> **DATA FOR REVIEW**:
________

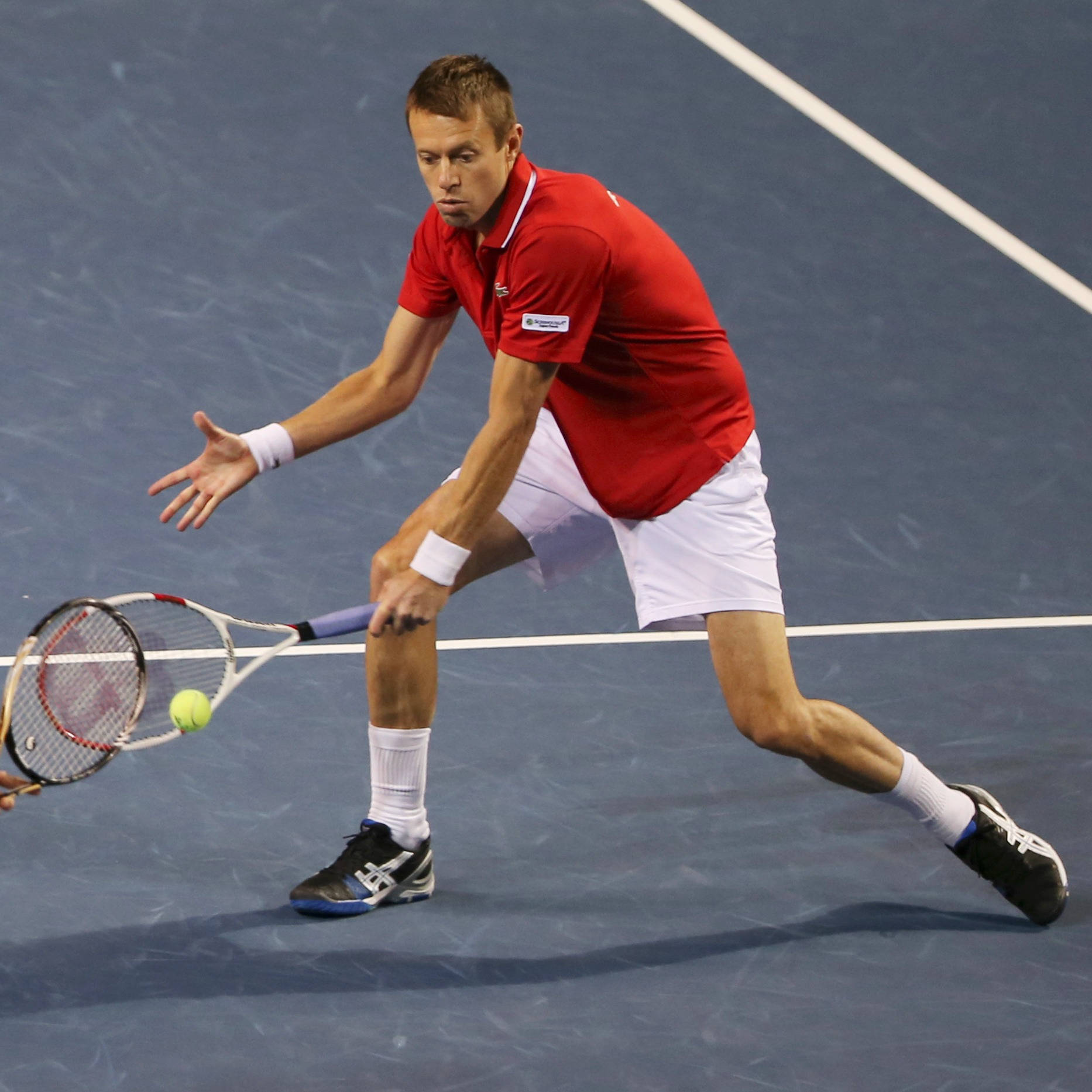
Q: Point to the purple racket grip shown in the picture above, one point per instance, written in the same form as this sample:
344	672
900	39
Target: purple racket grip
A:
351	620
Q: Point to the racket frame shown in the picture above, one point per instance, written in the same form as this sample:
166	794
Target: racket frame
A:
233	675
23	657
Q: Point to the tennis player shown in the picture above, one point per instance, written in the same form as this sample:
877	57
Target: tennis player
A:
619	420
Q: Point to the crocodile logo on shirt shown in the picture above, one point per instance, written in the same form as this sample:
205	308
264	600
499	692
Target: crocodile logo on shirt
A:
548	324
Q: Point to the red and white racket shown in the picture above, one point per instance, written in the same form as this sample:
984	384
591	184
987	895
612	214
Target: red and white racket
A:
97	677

________

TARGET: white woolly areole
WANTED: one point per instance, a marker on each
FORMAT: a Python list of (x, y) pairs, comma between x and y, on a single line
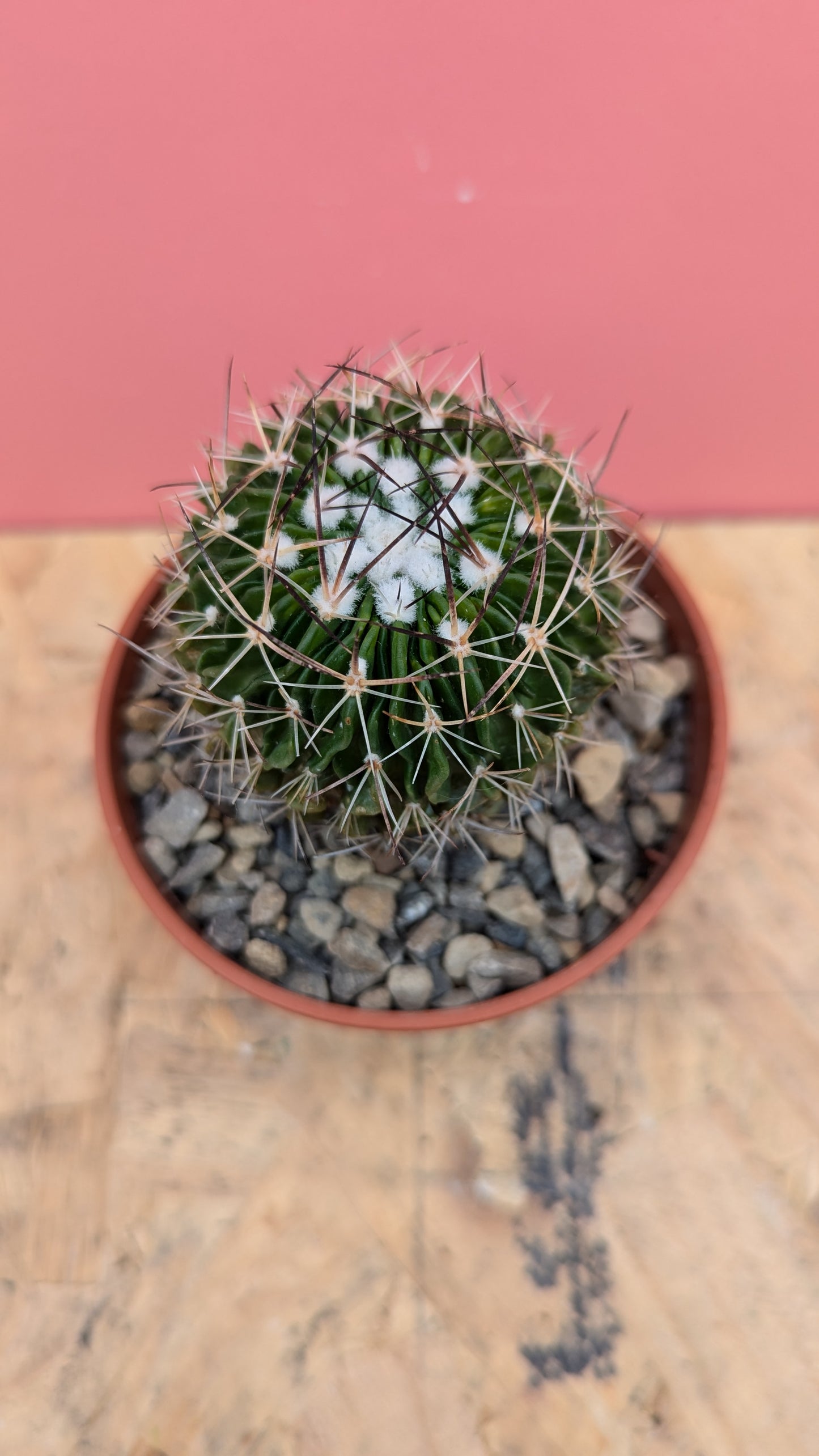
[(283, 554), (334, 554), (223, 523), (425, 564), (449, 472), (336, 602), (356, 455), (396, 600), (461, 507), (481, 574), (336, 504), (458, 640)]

________

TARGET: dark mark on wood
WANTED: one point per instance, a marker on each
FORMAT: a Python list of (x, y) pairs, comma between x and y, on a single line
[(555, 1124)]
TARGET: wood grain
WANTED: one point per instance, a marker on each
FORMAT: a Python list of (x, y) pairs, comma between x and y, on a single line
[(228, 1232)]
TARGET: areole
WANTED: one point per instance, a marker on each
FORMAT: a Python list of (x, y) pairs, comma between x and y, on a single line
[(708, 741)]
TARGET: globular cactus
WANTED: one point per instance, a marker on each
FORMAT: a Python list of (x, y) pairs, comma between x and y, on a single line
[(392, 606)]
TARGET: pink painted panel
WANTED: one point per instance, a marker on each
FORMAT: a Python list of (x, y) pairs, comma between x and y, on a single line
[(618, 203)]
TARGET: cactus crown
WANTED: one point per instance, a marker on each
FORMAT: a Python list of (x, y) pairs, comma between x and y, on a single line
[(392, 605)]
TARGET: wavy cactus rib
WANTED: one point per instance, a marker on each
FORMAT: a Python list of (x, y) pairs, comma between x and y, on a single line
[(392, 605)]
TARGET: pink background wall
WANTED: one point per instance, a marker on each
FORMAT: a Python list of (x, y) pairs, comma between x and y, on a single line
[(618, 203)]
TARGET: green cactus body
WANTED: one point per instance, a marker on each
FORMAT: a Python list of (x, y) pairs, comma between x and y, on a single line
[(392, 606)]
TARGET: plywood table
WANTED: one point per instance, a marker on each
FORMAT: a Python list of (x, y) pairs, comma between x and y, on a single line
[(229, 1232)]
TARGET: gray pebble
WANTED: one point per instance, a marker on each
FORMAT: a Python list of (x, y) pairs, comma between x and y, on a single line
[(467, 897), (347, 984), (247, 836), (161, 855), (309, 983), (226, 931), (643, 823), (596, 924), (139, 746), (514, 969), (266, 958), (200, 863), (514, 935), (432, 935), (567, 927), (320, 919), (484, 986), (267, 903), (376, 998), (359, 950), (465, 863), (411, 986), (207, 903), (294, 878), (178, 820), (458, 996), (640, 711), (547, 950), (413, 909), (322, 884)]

________

> **TASK TO COMPLETE**: Reply with a number alone, the number of lines of the records that hold the word "grip".

> **PROBLEM SOLUTION**: 2